→ CONSEGNE
a: Elenca i comportamenti che il testo sulla personalizzazione delle notizie attribuisce alle persone quando seguono le notizie offline.
b: Riassumi in due frasi il testo sulla personalizzazione delle notizie.

=== TESTO DA LEGGERE ===

Gli accademici la chiamano esposizione selettiva. Sappiamo che è influenzata da una serie di cose diverse, come il livello di interesse delle persone per le notizie, le loro convinzioni politiche e così via e questo è qualcosa che è sempre stato più o meno accettato. La personalizzazione pre-selezionata è invece la personalizzazione che viene fatta alle persone da terzi, a volte tramite algoritmi, a volte a loro insaputa. E questo si ricollega direttamente all’idea delle filter bubble, perché gli algoritmi stanno probabilmente facendo delle scelte per conto di persone che potrebbero non esserne consapevoli.
La ragione per cui questa distinzione è particolarmente importante è che dovremmo evitare di confrontare la personalizzazione pre-selezionata e i suoi effetti con un mondo in cui le persone non fanno alcun tipo di personalizzazione a se stesse. Non possiamo, ad esempio, supporre che offline, o quando le persone auto-selezionano le notizie online, lo facciano in modo del tutto casuale. Le persone sono sempre impegnate in una certa misura nella personalizzazione e se vogliamo capire la portata della personalizzazione pre-selezionata, dobbiamo confrontarla con l’alternativa realistica, non con ideali ipotetici.
È importante in particolare non romanzare la natura dell’uso delle notizie offline per molte persone. Uno dei primi studi che abbiamo fatto in questo settore ha riguardato il modo in cui le persone auto-selezionano le notizie online rispetto a quelle offline. Abbiamo esaminato la misura in cui i lettori di diverse testate giornalistiche nel Regno Unito si sovrapponevano l’uno con l’altro. Quando le persone sono offline, si attengono a un paio delle loro fonti di notizie preferite. Scavano molto a fondo in quelle fonti di notizie e tendono a non discostarsi da esse. Online, è invece un po’ diverso. I lettori di una singola testata sono di meno, perché le persone diffondono il loro consumo di notizie su molte testate diverse.
Le notizie online sono spesso gratuite, così le persone possono accedere a contenuti provenienti da diverse fonti, e notiamo che la personalizzazione auto-selezionata è più prominente offline che online. Per questo motivo è importante confrontare le notizie online con l’alternativa realistica, e non un ideale.
Che effetto hanno i social media nella dieta mediatica delle persone?
I social media combinano la personalizzazione auto-selezionata con la personalizzazione pre-selezionata. Sappiamo anche che le persone scelgono di seguire determinate testate rispetto ad altre. Ma è anche possibile che gli algoritmi nascondano alle persone notizie a cui non sono interessate o testate che non apprezzano particolarmente. Le persone hanno tempo limitato, quindi le decisioni prese dagli algoritmi influenzeranno ciò che le persone vedono quando usano Facebook.

=== DATI FORNITI ===

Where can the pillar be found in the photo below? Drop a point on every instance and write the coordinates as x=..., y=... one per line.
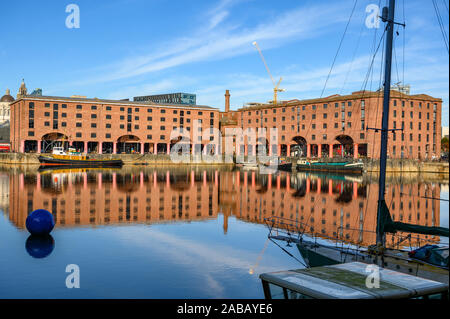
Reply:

===

→ RISPOSTE ALLE CONSEGNE
a:
- Si attengono a un paio delle loro fonti di notizie preferite.
- Scavano molto a fondo in quelle fonti di notizie.
- Tendono a non discostarsi da esse.

b: Il testo distingue l'esposizione selettiva, cioè la personalizzazione che le persone fanno da sé, dalla personalizzazione pre-selezionata, fatta da terzi a volte tramite algoritmi e a loro insaputa, e sostiene che quest'ultima va confrontata con l'alternativa realistica, non con un ideale. Osserva poi che offline le persone restano legate a poche fonti, mentre online distribuiscono il consumo di notizie su molte testate, e che i social media uniscono i due tipi di personalizzazione, con algoritmi che possono nascondere notizie.